What you are asked to do>
Using the material that follows, output exactly the lines from the one containing "#detect ceiling fan downrod" through the one containing "#detect double window", with both ends kept.

Supplied entries>

···

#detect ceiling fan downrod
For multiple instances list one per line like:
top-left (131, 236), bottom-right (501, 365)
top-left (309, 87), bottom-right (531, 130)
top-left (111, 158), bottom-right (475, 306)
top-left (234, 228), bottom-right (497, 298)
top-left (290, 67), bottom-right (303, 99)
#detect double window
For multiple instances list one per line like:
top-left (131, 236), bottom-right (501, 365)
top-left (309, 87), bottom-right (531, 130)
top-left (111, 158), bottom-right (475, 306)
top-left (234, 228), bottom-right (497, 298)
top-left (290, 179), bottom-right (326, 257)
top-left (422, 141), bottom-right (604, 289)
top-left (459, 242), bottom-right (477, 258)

···

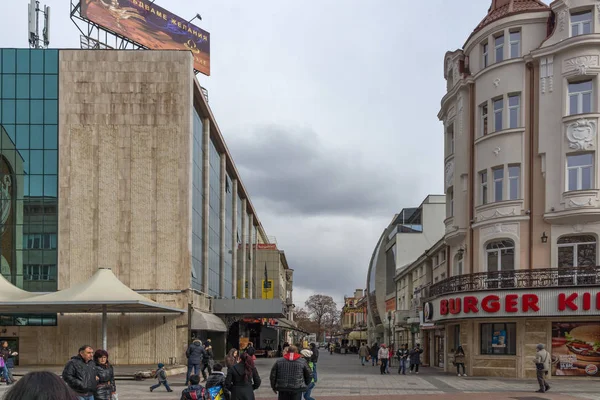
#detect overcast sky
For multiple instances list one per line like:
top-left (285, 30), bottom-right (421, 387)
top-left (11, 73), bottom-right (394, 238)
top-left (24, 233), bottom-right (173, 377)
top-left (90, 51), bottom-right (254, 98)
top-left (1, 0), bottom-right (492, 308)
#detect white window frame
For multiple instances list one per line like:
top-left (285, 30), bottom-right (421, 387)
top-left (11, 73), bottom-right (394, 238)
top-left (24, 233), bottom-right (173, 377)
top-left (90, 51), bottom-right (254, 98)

···

The answer>
#detect ceiling fan downrod
For multiple instances list one per line like:
top-left (131, 236), bottom-right (501, 365)
top-left (309, 87), bottom-right (531, 130)
top-left (111, 158), bottom-right (475, 306)
top-left (234, 228), bottom-right (497, 298)
top-left (290, 67), bottom-right (303, 99)
#detect double window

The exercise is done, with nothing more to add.